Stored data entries

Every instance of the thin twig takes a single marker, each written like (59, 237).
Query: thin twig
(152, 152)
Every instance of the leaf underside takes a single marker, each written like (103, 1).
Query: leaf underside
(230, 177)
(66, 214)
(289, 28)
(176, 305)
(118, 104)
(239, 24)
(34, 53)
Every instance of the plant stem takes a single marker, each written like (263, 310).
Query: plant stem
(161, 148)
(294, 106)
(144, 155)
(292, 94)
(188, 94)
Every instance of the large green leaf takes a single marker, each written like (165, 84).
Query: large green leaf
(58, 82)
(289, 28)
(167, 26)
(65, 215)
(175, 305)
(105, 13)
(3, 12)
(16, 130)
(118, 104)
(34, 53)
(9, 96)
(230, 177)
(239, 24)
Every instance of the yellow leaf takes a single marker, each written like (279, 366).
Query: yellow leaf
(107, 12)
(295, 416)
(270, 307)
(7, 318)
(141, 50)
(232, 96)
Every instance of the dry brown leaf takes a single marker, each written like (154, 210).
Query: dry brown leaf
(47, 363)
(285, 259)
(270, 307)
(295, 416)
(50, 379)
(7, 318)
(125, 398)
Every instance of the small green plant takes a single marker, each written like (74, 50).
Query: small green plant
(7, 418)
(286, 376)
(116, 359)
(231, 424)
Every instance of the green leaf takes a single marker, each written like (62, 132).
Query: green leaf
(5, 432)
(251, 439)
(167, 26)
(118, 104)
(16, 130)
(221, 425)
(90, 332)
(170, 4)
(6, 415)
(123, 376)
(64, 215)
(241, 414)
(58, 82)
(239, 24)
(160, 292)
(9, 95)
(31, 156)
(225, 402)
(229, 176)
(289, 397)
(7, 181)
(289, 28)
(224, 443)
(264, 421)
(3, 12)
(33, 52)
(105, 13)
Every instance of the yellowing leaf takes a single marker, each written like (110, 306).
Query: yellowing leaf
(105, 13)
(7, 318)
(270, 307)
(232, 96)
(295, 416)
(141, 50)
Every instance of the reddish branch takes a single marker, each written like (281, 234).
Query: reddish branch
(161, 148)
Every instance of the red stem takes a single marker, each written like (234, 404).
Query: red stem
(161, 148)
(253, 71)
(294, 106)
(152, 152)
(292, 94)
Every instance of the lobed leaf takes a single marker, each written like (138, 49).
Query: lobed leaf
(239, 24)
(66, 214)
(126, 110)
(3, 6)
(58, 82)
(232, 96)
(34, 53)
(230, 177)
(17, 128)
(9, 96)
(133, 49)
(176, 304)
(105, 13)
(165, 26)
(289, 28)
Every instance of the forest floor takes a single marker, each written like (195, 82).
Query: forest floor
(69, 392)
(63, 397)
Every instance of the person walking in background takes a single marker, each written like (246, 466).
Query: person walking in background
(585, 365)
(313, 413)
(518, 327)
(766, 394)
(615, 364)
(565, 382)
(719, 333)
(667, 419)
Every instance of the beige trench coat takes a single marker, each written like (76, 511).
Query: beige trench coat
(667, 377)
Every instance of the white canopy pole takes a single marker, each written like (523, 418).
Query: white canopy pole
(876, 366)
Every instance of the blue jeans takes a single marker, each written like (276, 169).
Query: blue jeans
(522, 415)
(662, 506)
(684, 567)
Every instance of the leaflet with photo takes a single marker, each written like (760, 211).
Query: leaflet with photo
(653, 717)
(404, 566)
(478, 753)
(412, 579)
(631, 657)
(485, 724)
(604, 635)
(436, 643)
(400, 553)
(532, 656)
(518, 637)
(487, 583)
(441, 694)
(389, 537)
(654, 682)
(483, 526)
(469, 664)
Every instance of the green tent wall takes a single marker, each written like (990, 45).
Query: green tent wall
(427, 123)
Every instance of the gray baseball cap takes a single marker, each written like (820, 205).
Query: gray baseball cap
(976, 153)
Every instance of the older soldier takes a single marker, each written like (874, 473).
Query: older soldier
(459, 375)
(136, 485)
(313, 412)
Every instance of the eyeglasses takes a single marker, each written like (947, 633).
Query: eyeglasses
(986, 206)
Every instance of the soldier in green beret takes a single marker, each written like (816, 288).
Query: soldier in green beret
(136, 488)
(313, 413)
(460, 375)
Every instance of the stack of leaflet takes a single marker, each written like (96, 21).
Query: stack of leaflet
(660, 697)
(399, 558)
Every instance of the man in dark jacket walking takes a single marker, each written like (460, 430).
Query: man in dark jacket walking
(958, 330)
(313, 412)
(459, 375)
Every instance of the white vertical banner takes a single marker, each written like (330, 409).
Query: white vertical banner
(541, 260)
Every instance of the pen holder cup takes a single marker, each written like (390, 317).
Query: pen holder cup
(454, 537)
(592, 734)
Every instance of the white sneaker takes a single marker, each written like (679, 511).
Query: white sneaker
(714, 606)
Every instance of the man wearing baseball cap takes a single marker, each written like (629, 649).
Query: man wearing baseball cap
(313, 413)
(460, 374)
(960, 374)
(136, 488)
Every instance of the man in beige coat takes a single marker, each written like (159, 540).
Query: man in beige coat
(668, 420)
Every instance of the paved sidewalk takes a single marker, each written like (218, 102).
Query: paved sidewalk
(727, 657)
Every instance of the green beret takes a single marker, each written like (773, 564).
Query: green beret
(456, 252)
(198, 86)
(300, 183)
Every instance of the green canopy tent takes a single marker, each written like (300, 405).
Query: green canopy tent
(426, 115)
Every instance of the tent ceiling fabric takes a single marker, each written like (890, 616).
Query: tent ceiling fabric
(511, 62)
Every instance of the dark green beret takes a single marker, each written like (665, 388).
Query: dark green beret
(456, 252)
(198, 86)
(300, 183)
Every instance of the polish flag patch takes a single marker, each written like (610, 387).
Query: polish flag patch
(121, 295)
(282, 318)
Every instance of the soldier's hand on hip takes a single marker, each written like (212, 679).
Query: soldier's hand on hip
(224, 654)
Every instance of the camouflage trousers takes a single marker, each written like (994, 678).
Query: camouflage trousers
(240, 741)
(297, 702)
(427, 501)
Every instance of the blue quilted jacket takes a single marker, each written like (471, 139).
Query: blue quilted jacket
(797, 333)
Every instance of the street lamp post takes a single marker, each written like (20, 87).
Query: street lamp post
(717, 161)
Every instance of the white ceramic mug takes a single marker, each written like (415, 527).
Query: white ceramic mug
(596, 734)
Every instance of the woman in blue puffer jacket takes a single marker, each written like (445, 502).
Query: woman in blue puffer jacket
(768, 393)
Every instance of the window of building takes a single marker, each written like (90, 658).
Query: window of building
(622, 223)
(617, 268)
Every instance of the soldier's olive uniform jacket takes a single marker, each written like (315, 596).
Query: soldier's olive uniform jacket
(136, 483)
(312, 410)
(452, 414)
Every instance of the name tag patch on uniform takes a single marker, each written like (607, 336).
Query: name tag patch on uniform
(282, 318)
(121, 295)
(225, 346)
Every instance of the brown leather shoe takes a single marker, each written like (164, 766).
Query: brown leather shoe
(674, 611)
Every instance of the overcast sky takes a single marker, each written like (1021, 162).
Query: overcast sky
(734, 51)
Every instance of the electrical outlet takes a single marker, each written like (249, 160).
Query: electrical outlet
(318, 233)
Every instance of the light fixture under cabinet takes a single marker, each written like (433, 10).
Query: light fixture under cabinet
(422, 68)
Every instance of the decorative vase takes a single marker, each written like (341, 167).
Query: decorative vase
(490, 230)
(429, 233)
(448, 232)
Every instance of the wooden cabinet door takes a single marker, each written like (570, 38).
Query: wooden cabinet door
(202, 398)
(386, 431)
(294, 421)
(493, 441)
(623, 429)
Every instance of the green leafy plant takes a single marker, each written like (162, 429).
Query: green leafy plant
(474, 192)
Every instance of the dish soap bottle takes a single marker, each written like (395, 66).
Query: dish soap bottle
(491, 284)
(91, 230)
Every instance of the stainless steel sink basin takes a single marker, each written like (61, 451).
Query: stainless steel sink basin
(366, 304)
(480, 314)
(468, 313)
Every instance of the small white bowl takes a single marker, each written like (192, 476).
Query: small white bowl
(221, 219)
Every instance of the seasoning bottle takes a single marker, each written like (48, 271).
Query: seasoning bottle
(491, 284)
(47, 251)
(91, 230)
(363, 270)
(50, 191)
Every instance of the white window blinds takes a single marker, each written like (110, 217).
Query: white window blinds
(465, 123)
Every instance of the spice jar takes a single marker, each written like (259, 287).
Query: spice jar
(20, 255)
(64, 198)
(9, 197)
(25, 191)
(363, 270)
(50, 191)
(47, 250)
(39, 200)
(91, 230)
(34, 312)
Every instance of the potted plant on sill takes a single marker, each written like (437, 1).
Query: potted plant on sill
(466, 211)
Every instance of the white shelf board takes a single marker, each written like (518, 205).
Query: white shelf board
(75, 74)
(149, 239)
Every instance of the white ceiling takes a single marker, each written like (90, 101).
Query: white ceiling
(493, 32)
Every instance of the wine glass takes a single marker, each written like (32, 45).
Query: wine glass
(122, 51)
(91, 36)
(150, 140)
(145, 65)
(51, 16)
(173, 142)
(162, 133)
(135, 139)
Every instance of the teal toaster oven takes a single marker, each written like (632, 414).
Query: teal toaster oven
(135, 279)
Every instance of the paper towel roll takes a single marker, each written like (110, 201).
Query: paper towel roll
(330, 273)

> _TASK_:
Using the entries shown above, reproduce verbatim the lines from the line bearing "Query: green canopy tent" to the line bearing "Every instance of the street", inclusive.

> _RESPONSE AREA_:
Query: green canopy tent
(426, 115)
Every instance of the tent ceiling fabric takes a single marker, each written like (890, 616).
Query: tent ceiling fabric
(511, 62)
Every instance of the dark green beret takes a single marker, each written like (665, 388).
Query: dark green beret
(456, 252)
(198, 86)
(300, 183)
Every instance of the polish flag patch takes a single marker, each written like (610, 387).
Query: polish flag patch
(121, 295)
(282, 318)
Every instance of the soldier's hand on hip takes a single marker, each written like (212, 679).
Query: soldier's hand on hip
(224, 654)
Every instance of the camouflage trousers takes a single marker, each written like (994, 678).
Query: camouflage trousers
(240, 741)
(297, 702)
(427, 501)
Every instance of the blue quilted jacket takes a single marker, each written like (471, 139).
Query: blue quilted jacket
(797, 333)
Every instance of the street lamp post takes a single marker, each written like (20, 87).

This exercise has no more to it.